(Items from a dataset)
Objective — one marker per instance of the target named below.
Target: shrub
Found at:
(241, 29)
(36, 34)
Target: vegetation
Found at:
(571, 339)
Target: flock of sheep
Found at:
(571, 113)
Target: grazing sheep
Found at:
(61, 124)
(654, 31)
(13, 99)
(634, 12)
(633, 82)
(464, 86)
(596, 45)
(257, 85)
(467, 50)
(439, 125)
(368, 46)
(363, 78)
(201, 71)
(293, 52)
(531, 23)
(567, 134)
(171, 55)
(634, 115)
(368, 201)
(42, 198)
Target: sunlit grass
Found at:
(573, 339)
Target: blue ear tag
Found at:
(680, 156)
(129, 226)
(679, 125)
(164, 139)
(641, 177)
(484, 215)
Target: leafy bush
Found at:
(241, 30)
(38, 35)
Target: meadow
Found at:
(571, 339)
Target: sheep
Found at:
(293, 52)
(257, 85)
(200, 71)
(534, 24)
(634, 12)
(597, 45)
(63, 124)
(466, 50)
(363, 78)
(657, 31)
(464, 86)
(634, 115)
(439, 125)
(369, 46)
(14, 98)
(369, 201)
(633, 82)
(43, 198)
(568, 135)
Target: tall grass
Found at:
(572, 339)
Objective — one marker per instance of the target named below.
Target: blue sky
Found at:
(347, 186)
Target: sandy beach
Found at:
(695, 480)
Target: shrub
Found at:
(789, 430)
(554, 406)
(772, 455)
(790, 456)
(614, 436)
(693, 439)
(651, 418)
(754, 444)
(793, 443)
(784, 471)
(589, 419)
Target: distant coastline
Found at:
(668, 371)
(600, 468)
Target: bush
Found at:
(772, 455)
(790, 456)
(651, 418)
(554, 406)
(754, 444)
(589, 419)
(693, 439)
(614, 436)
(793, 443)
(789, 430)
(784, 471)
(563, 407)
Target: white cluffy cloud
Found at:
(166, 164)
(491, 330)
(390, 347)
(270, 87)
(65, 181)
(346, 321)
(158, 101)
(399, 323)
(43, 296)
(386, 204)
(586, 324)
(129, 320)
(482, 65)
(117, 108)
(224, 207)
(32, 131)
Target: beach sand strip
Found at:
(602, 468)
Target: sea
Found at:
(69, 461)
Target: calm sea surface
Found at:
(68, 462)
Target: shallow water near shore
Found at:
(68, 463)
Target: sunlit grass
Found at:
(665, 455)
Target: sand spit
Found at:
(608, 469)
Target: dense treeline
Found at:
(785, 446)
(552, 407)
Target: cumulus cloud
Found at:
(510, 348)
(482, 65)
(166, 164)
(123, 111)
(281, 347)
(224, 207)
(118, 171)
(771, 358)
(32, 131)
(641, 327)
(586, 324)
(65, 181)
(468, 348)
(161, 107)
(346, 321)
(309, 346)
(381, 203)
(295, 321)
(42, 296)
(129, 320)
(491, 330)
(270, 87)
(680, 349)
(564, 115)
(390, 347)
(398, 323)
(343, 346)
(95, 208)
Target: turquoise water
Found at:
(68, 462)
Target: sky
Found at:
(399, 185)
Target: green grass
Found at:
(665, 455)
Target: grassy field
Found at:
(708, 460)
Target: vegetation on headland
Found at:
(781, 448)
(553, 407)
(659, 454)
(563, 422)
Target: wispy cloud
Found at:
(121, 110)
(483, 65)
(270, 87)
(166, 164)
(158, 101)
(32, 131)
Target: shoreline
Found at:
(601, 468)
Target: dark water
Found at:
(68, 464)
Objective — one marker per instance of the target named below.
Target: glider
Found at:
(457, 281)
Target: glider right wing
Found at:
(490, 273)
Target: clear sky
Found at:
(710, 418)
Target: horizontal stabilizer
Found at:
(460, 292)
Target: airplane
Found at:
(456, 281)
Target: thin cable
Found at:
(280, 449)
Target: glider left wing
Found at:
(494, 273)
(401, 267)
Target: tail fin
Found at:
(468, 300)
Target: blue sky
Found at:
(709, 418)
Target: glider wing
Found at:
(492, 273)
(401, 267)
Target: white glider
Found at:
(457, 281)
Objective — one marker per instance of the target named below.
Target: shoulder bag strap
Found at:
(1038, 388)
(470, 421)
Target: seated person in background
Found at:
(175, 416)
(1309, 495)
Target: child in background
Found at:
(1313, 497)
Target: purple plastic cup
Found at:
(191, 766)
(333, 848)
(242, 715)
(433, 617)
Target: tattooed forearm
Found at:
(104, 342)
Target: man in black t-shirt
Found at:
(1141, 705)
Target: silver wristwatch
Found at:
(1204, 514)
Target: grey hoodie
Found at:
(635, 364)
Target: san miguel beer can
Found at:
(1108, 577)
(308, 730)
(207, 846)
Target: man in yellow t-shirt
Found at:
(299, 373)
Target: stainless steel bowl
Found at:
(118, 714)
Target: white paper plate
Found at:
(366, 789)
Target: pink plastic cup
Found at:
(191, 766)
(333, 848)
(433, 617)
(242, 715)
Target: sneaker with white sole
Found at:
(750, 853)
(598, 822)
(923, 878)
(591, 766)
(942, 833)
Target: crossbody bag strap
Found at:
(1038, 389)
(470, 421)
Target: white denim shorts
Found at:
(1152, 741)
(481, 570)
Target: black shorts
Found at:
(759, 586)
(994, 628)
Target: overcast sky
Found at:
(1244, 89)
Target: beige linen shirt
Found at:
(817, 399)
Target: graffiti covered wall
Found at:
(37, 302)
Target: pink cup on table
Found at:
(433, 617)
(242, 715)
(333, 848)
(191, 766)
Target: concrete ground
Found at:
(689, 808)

## TASK DIRECTIONS
Starting at the line that contains "Target: glider wing", repeat each line exactly through the last one in the listing. Include both of those lines and nothing more.

## ANSWER BELOW
Target: glider wing
Found at:
(492, 273)
(401, 267)
Target: white glider
Found at:
(457, 281)
Objective — one marker per instance of the target named below.
Target: shoulder bag strap
Found at:
(1038, 388)
(470, 421)
Target: seated person in background
Found at:
(175, 416)
(1309, 495)
Target: child in background
Found at:
(1313, 497)
Target: purple plastic cup
Found at:
(191, 766)
(333, 848)
(242, 715)
(433, 617)
Target: tattooed forearm
Found at:
(104, 342)
Target: man in black t-shirt
Found at:
(1141, 705)
Target: silver wristwatch
Found at:
(1204, 514)
Target: grey hoodie
Found at:
(635, 364)
Target: san miguel beer can
Found at:
(1108, 577)
(308, 730)
(207, 846)
Target: man in yellow t-shirt
Found at:
(299, 373)
Target: stainless steel bowl
Found at:
(118, 714)
Target: white paper plate
Found at:
(366, 789)
Target: pink plastic cup
Found at:
(191, 766)
(333, 848)
(433, 617)
(242, 715)
Target: sneaker with white sole
Found at:
(750, 853)
(598, 822)
(923, 878)
(591, 766)
(942, 833)
Target: crossbody bag strap
Found at:
(1038, 389)
(470, 421)
Target: white denim shorts
Found at:
(1152, 741)
(481, 570)
Target: black shorts
Found at:
(759, 586)
(994, 628)
Target: overcast sky
Found at:
(1244, 89)
Target: beige linen shirt
Found at:
(817, 399)
Target: graffiti covered wall
Found at:
(37, 302)
Target: pink cup on table
Found at:
(433, 617)
(242, 715)
(333, 848)
(191, 766)
Target: concrete ground
Found at:
(689, 808)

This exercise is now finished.